[[ TEXT PASSAGE open ]]

Exelixis Passes Key Test With Lead Drug; Stock Soars

Xconomy San Francisco — 

Exelixis shareholders have been waiting for months to see how the company’s lead drug would perform in a pivotal clinical trial, and today they got some gratification. The South San Francisco-based company said that cabozantinib was able to keep thyroid tumors from spreading for about seven months longer than a placebo in a study known as Exam.

The results were good enough that Exelixis said it plans to begin turning in parts of its new drug application for cabozantinib to the FDA, with a goal of completing the filing in the first half of 2012. If approved, it would be Exelixis’s first drug cleared for sale in the U.S. If Exelixis can win approval of the treatment for thyroid cancer, it will help provide financial support for ongoing studies in other patient groups where the drug is thought to have potential, like prostate cancer.

Shares of Exelixis climbed about 24 percent on the news, to $7.42 at 10:30 am Eastern time. Exelixis plans to discuss the results of the study in more detail at a medical meeting.

“The success of the EXAM trial is an important advance for medullary thyroid cancer (MTC) patients and for Exelixis,” said Mike Morrissey, the CEO of Exelixis, in a statement. “These data demonstrate cabozantinib’s profound anti-tumor activity in an indication that has seen little clinical progress over the past few decades.”

The study is designed to enroll 315 patients with inoperable thyroid cancer that has advanced beyond the local site of origin. Patients either got a once-daily dose of the new drug, or a placebo. The main goal is to see whether the Exelixis drug can offer at 75 percent improvement in keeping tumors from spreading, while a secondary goal will be to look at whether it can help people live 50 percent longer than those taking just the placebo. Data on the drug’s survival benefit isn’t available yet, as it will require more follow-up of patients.

About 48,000 people are estimated to get diagnosed with thyroid cancer in the U.S. each year, and about 1,740 die from it, according to the American Cancer Society. The thyroid cancer market for the Exelixis drug is likely to be small, with about 5-9 percent of patients having the type of malignancy that makes them eligible for the new drug, said Cory Kasimov, an analyst with JP Morgan, in a note to clients this morning. He rates the stock “neutral.”

“This is clearly a positive result, although not entirely unexpected,” Kasimov said. “Now we suspect investor focus will quickly shift to cabo’s much more important opportunity in prostate cancer.”

[[ TEXT PASSAGE closed ]]
[[ AVAILABLE DATA open ]]

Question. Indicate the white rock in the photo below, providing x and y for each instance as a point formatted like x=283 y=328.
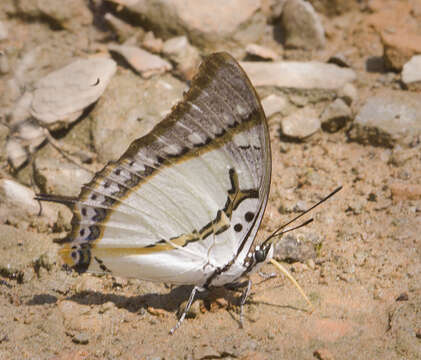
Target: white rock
x=273 y=104
x=300 y=75
x=60 y=97
x=144 y=62
x=4 y=63
x=302 y=25
x=261 y=51
x=411 y=73
x=186 y=56
x=301 y=124
x=60 y=177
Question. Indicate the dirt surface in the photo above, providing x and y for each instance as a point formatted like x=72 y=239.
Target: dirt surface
x=363 y=274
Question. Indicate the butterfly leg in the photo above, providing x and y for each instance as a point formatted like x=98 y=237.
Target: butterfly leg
x=187 y=308
x=243 y=299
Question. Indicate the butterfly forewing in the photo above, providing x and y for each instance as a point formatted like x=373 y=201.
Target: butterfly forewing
x=186 y=199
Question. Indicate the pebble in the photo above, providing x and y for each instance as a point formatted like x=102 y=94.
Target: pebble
x=348 y=93
x=60 y=97
x=292 y=249
x=261 y=52
x=183 y=54
x=208 y=23
x=335 y=116
x=4 y=33
x=404 y=191
x=81 y=338
x=399 y=47
x=274 y=104
x=4 y=63
x=144 y=62
x=123 y=30
x=411 y=73
x=151 y=43
x=298 y=75
x=387 y=119
x=303 y=27
x=301 y=124
x=139 y=106
x=60 y=177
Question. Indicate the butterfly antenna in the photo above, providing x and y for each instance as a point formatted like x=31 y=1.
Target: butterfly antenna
x=277 y=232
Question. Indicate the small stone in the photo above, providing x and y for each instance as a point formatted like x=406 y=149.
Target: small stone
x=298 y=75
x=151 y=43
x=4 y=63
x=60 y=97
x=399 y=47
x=348 y=93
x=261 y=52
x=273 y=104
x=339 y=59
x=183 y=54
x=388 y=119
x=59 y=177
x=144 y=62
x=411 y=73
x=81 y=338
x=323 y=354
x=403 y=297
x=302 y=26
x=335 y=116
x=123 y=30
x=301 y=124
x=3 y=31
x=290 y=248
x=401 y=191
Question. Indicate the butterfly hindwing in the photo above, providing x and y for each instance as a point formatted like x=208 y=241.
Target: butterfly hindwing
x=187 y=198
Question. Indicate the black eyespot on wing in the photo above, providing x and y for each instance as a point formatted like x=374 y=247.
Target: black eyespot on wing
x=238 y=227
x=249 y=216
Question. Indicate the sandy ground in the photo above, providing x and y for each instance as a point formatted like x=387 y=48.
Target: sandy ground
x=364 y=279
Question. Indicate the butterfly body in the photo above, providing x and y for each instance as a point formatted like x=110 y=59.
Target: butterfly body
x=183 y=204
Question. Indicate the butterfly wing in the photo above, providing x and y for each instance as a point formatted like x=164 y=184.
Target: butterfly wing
x=184 y=201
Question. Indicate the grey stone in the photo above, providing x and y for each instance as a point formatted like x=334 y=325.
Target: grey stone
x=261 y=52
x=20 y=249
x=81 y=338
x=72 y=16
x=335 y=116
x=59 y=177
x=294 y=248
x=348 y=93
x=123 y=30
x=300 y=124
x=302 y=26
x=210 y=24
x=411 y=73
x=298 y=75
x=388 y=118
x=144 y=62
x=183 y=54
x=273 y=104
x=4 y=63
x=129 y=109
x=60 y=97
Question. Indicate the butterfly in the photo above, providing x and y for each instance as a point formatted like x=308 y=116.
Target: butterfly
x=183 y=204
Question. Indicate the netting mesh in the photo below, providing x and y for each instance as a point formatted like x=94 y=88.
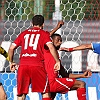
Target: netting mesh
x=81 y=25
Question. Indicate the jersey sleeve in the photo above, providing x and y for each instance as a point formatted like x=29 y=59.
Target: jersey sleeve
x=96 y=47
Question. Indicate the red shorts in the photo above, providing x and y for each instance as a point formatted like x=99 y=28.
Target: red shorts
x=34 y=75
x=61 y=85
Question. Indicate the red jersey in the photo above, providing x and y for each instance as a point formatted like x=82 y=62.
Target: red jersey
x=32 y=42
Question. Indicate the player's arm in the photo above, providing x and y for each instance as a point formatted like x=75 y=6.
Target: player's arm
x=59 y=25
x=3 y=52
x=81 y=47
x=55 y=55
x=86 y=74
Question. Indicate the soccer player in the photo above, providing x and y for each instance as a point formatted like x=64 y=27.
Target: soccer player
x=63 y=85
x=3 y=95
x=31 y=67
x=92 y=46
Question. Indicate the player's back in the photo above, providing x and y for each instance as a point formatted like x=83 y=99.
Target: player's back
x=49 y=65
x=32 y=42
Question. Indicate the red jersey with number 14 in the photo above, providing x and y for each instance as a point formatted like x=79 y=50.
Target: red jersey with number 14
x=32 y=42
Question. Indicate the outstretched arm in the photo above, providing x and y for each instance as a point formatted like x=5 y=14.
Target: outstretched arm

[[ AVAILABLE DATA closed ]]

Reproduce the passage of the news article on the Exelixis drug trial starting at "The results were" and ending at "a medical meeting.". These records were drawn from a separate source, not from the news article.

The results were good enough that Exelixis said it plans to begin turning in parts of its new drug application for cabozantinib to the FDA, with a goal of completing the filing in the first half of 2012. If approved, it would be Exelixis’s first drug cleared for sale in the U.S. If Exelixis can win approval of the treatment for thyroid cancer, it will help provide financial support for ongoing studies in other patient groups where the drug is thought to have potential, like prostate cancer.

Shares of Exelixis climbed about 24 percent on the news, to $7.42 at 10:30 am Eastern time. Exelixis plans to discuss the results of the study in more detail at a medical meeting.